_Your instructions_
Which lines below contain the word "hood", matching case exactly? Locate each one and copy it out in full.

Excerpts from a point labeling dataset
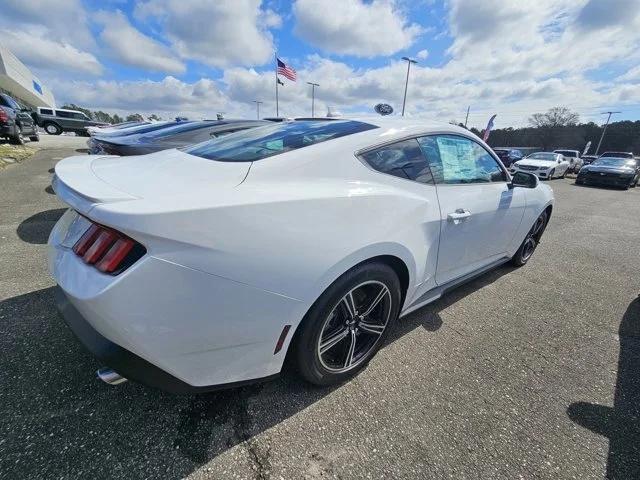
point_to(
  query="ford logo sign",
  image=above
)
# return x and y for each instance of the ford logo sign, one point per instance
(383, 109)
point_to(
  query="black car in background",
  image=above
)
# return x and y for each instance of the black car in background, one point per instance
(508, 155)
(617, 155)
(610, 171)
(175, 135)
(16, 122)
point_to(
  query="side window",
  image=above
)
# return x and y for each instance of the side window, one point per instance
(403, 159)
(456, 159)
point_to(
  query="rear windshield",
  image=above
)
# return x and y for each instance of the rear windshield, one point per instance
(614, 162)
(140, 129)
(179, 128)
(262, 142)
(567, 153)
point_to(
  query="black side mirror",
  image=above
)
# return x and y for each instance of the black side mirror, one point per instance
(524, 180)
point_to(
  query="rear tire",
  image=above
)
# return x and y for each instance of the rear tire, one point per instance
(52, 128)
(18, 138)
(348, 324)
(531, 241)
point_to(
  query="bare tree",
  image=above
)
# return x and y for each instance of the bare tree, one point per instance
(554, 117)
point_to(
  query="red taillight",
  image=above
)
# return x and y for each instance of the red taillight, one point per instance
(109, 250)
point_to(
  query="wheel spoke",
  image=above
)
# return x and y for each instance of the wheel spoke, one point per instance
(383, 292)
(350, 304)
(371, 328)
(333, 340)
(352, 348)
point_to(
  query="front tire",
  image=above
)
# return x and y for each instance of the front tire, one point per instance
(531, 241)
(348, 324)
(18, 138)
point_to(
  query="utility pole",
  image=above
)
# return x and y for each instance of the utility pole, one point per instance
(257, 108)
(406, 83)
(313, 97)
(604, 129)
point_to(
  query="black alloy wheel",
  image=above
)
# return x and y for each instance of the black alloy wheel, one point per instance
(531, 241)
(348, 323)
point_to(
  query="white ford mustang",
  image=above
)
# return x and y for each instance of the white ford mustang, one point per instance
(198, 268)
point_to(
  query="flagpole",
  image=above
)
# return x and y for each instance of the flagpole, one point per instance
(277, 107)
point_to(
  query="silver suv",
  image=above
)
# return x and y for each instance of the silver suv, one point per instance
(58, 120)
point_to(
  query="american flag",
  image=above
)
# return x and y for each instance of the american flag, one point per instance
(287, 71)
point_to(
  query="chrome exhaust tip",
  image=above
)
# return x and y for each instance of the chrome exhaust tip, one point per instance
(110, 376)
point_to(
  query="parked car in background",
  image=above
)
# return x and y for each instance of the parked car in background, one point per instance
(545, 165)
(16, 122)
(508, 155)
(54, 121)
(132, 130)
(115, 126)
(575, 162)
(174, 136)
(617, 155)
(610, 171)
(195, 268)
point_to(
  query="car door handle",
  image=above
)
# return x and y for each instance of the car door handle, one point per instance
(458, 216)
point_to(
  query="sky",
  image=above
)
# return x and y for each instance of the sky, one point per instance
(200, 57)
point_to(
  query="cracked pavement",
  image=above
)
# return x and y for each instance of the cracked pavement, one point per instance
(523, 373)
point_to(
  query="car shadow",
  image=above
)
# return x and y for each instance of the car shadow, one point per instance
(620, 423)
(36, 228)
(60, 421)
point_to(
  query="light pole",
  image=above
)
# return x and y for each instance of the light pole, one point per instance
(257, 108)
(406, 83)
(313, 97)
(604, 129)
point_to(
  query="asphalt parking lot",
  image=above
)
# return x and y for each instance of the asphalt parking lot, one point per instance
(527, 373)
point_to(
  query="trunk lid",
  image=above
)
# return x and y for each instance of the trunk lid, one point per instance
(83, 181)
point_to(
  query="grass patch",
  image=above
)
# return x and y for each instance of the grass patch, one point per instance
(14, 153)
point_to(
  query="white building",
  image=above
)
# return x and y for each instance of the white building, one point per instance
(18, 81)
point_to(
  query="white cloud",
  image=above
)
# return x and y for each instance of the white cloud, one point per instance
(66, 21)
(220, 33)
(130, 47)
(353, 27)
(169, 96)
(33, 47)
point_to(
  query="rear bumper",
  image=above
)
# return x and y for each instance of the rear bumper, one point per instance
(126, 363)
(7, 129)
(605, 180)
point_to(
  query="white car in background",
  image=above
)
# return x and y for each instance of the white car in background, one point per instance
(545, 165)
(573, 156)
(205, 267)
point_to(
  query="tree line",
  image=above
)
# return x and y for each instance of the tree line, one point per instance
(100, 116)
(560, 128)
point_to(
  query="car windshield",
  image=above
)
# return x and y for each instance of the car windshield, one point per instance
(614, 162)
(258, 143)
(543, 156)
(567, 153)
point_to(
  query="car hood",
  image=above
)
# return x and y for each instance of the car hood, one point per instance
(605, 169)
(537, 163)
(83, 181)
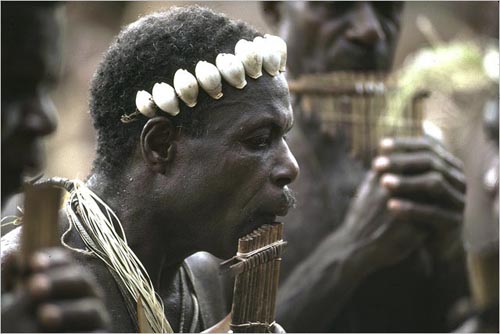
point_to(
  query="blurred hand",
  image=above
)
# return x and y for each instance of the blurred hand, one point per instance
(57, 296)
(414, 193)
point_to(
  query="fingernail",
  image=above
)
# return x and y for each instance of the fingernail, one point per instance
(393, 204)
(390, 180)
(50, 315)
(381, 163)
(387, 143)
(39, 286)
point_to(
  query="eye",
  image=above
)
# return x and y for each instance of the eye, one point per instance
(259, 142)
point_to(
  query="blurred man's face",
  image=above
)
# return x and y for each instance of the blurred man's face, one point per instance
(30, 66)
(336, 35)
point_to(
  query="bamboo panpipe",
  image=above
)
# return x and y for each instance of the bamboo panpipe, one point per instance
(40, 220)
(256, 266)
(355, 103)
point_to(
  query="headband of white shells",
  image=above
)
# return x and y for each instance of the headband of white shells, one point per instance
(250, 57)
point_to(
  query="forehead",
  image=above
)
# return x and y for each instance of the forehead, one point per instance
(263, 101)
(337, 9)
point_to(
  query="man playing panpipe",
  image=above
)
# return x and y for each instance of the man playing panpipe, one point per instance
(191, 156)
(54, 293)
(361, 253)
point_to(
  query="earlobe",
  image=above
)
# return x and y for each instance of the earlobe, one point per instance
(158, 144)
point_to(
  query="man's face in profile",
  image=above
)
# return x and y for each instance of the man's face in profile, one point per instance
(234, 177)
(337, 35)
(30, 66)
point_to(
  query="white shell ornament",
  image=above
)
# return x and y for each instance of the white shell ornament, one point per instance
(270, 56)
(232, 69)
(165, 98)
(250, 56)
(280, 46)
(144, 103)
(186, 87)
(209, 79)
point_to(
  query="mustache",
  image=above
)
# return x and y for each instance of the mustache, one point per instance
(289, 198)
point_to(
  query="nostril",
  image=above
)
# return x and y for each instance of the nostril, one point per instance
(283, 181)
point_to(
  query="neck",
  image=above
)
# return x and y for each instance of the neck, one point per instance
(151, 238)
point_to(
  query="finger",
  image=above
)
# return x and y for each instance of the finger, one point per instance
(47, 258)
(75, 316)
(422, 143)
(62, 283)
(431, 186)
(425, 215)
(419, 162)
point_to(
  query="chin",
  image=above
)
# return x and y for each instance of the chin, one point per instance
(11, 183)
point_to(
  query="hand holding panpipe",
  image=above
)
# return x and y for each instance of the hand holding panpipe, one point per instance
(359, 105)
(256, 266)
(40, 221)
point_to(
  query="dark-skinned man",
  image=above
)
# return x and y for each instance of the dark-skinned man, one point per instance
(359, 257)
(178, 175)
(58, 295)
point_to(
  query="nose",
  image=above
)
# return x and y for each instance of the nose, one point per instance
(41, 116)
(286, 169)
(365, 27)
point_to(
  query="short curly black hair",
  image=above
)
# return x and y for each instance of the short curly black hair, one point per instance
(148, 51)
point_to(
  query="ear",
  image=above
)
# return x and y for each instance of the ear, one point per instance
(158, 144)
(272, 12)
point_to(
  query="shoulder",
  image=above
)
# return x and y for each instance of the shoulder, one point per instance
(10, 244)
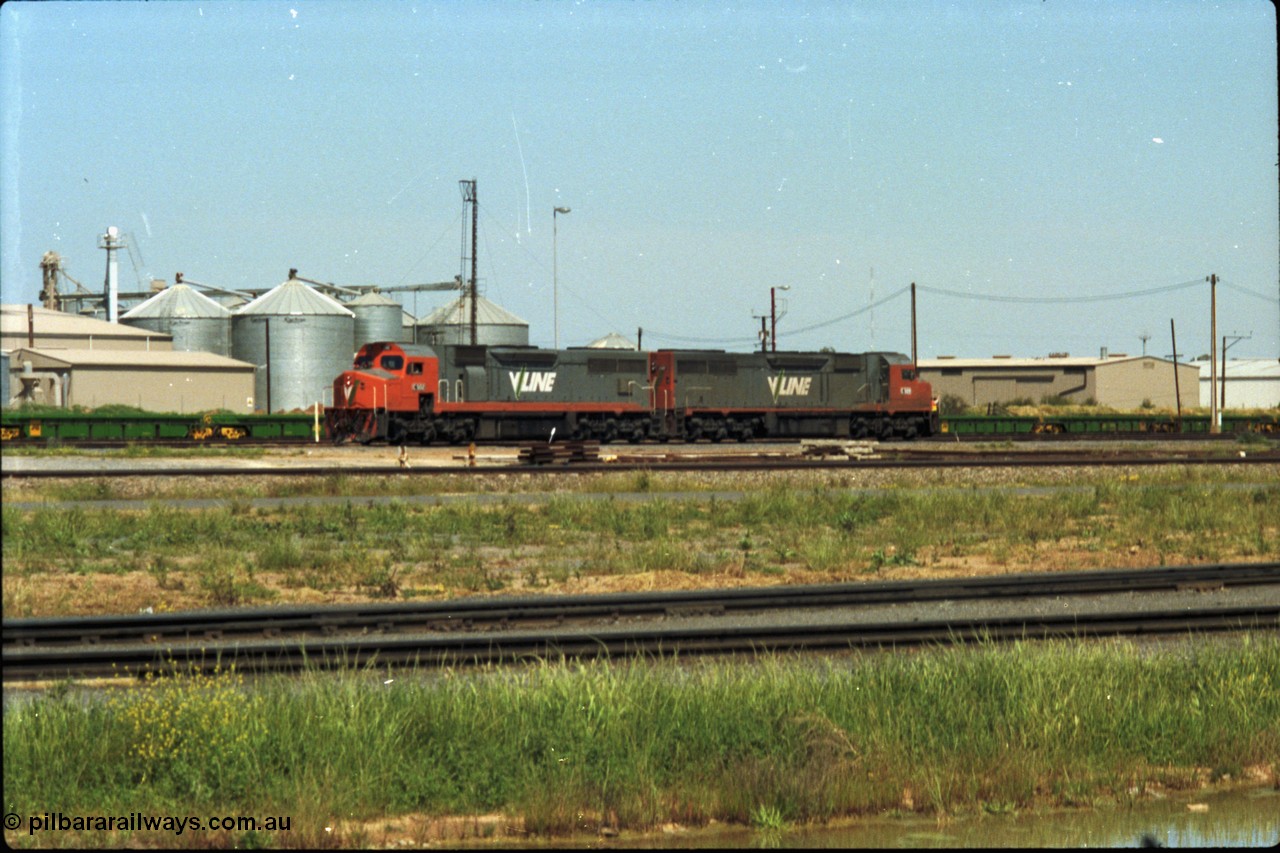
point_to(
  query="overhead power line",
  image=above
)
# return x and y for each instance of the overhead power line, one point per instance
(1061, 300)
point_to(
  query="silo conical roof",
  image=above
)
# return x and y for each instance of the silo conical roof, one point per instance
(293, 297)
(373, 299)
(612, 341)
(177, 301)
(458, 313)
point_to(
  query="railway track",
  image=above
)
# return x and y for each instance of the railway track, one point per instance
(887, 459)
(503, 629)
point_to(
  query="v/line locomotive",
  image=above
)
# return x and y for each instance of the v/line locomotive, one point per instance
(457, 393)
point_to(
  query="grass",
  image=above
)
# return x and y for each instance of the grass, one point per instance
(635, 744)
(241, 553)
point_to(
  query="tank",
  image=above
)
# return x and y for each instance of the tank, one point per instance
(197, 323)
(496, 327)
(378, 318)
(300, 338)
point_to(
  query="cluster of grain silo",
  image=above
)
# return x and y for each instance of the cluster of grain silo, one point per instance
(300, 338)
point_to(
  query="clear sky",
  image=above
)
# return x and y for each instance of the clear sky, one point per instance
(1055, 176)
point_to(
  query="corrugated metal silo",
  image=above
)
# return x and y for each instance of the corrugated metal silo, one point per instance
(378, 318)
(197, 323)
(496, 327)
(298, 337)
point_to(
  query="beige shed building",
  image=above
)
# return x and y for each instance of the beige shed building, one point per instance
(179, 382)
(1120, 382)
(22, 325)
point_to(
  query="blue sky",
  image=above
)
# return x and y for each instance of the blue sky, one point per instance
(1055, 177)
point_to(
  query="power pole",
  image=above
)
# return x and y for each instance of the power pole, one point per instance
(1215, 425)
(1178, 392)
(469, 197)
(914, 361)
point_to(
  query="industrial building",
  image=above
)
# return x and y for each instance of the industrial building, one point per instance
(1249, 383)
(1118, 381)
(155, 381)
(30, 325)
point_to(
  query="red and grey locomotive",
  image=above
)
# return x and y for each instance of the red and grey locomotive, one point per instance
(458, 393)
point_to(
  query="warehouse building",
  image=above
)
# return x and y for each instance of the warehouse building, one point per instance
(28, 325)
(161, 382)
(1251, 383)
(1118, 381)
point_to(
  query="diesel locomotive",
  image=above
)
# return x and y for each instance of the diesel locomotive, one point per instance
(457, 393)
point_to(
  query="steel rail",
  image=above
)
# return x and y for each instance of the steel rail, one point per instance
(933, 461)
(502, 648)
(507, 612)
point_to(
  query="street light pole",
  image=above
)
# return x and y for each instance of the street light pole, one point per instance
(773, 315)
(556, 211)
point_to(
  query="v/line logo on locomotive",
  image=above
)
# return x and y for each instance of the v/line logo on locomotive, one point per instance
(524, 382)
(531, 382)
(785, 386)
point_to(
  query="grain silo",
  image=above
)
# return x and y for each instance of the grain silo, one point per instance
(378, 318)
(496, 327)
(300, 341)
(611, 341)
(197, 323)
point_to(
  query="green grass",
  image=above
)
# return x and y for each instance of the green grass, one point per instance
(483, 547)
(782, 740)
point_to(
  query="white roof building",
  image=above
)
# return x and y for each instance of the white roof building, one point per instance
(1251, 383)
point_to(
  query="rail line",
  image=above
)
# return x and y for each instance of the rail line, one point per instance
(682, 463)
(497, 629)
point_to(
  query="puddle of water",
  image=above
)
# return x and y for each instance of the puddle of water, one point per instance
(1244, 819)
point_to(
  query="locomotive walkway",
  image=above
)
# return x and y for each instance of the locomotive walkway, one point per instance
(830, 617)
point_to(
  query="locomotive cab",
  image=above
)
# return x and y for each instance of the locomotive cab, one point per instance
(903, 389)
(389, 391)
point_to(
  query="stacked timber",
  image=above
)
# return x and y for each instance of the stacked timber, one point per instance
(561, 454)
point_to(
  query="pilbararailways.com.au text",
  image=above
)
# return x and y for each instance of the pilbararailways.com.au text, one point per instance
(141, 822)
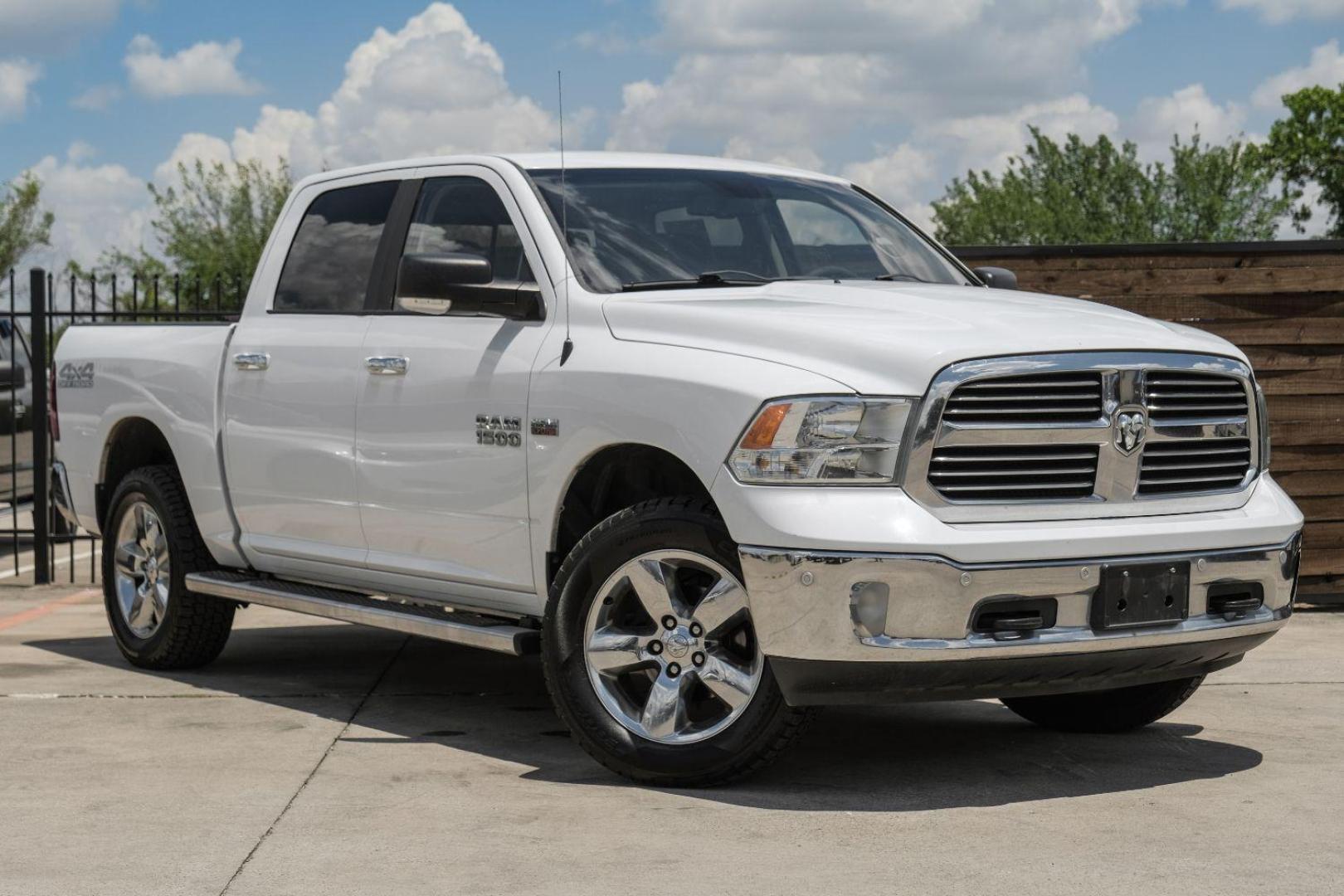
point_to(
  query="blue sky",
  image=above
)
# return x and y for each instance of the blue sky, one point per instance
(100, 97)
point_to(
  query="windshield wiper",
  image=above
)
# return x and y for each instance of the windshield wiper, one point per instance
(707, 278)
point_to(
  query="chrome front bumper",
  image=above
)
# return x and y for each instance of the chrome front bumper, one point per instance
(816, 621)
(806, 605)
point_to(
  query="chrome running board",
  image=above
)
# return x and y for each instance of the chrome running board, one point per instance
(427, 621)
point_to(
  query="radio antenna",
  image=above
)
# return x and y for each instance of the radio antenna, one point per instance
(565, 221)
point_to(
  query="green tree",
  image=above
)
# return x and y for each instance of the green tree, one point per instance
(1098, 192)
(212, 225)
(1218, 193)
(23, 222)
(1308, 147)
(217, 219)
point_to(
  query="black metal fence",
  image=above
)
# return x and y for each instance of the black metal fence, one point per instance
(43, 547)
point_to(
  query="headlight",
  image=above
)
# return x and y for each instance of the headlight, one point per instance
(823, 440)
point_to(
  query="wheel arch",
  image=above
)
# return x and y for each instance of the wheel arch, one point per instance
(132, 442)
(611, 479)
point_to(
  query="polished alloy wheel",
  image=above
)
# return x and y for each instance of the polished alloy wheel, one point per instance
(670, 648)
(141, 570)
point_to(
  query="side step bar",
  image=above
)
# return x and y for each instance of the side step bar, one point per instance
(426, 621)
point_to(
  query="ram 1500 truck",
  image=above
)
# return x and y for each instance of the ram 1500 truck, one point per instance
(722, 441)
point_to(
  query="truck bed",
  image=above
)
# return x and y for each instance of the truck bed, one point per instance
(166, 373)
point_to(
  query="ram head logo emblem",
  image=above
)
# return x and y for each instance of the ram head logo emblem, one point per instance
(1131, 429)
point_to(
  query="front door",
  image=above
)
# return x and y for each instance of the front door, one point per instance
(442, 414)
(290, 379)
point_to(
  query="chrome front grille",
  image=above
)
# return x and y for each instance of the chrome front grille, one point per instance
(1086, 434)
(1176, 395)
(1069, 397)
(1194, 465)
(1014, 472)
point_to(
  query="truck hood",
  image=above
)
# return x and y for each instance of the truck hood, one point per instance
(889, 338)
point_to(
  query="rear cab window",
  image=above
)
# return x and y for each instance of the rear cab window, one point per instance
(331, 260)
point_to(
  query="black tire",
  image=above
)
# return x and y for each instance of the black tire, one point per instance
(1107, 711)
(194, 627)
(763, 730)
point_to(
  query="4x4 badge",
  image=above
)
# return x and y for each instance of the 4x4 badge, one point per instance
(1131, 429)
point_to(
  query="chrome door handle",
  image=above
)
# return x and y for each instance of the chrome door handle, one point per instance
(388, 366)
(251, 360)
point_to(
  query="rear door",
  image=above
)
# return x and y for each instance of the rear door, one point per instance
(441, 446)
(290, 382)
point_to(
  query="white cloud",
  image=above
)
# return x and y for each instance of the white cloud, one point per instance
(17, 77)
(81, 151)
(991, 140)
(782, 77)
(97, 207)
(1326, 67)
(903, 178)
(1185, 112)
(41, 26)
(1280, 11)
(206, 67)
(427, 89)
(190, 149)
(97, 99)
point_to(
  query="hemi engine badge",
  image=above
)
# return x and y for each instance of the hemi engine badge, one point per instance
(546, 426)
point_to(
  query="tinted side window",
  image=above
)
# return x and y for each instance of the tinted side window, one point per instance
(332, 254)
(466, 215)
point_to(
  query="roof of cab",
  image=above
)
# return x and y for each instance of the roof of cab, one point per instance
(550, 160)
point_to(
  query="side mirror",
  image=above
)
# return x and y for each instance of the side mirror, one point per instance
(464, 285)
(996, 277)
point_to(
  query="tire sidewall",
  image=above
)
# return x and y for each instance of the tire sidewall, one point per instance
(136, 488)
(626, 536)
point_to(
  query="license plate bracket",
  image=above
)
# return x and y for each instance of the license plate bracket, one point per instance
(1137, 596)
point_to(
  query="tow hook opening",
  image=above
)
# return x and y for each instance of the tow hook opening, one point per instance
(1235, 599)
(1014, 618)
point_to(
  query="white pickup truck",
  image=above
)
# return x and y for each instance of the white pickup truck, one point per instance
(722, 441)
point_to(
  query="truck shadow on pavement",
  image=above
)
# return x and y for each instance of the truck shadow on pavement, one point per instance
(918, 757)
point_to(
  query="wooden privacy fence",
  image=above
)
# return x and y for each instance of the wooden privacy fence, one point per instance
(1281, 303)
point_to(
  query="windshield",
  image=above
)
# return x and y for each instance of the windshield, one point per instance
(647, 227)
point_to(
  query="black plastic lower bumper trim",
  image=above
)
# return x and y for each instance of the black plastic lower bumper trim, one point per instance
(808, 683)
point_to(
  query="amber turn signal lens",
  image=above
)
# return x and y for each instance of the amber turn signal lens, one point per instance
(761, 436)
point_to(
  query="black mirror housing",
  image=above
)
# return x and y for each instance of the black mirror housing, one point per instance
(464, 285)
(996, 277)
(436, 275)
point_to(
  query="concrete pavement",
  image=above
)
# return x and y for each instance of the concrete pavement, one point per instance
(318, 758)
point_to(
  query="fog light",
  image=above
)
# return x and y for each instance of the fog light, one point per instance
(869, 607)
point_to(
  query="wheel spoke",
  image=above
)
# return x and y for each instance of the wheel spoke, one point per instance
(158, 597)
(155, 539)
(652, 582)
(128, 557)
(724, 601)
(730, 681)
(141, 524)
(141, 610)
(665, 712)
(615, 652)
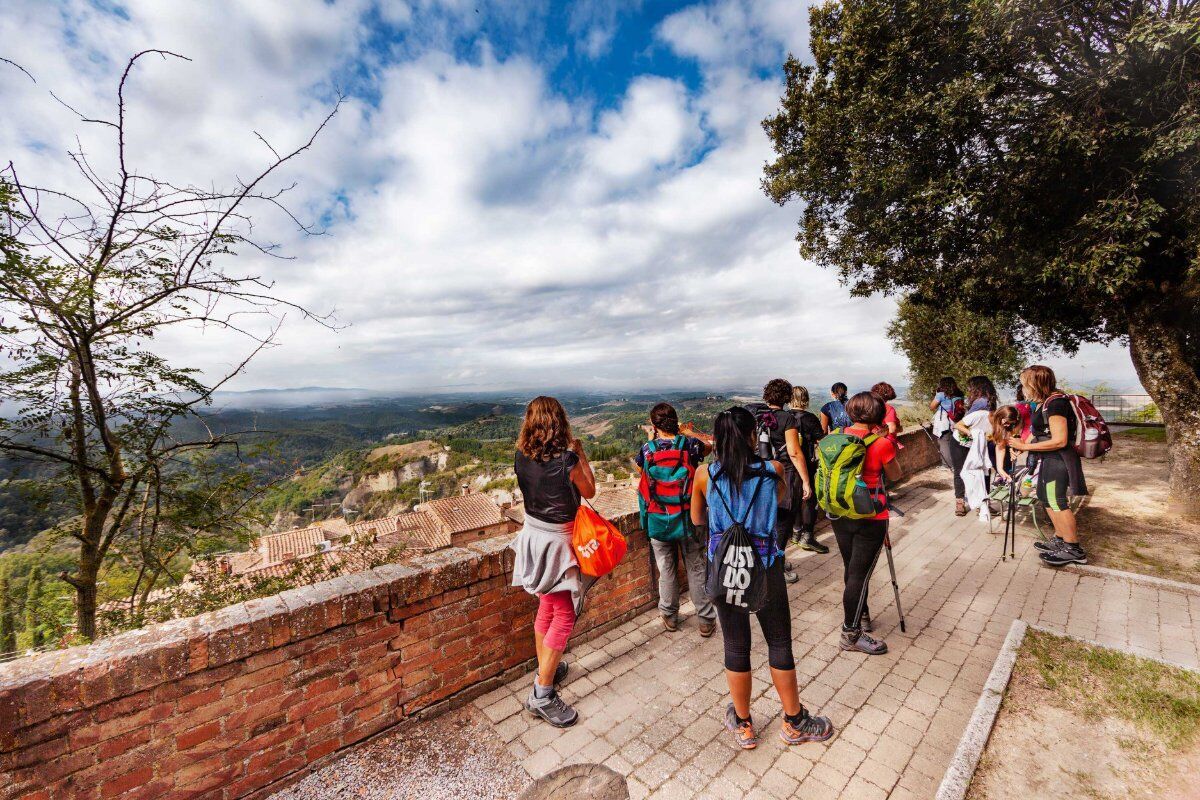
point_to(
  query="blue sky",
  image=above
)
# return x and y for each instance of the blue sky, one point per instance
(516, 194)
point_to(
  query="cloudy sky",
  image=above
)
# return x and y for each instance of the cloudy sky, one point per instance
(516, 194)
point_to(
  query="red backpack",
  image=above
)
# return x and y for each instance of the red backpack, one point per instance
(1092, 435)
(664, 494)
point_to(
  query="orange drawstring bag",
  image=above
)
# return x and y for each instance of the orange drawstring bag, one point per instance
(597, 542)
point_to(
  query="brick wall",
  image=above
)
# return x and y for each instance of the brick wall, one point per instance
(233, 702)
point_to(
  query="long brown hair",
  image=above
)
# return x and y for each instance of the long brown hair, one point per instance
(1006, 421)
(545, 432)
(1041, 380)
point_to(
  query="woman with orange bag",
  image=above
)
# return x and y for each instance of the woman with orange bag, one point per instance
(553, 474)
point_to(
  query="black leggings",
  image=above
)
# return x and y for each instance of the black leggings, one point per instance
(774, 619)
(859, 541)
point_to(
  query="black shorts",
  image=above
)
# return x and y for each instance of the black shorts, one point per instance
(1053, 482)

_Final result_
  query="car hood",
# return x and y for each instance of the car hood, one point per instance
  query="truck hood",
# return x and y for each instance of the truck hood, one point per instance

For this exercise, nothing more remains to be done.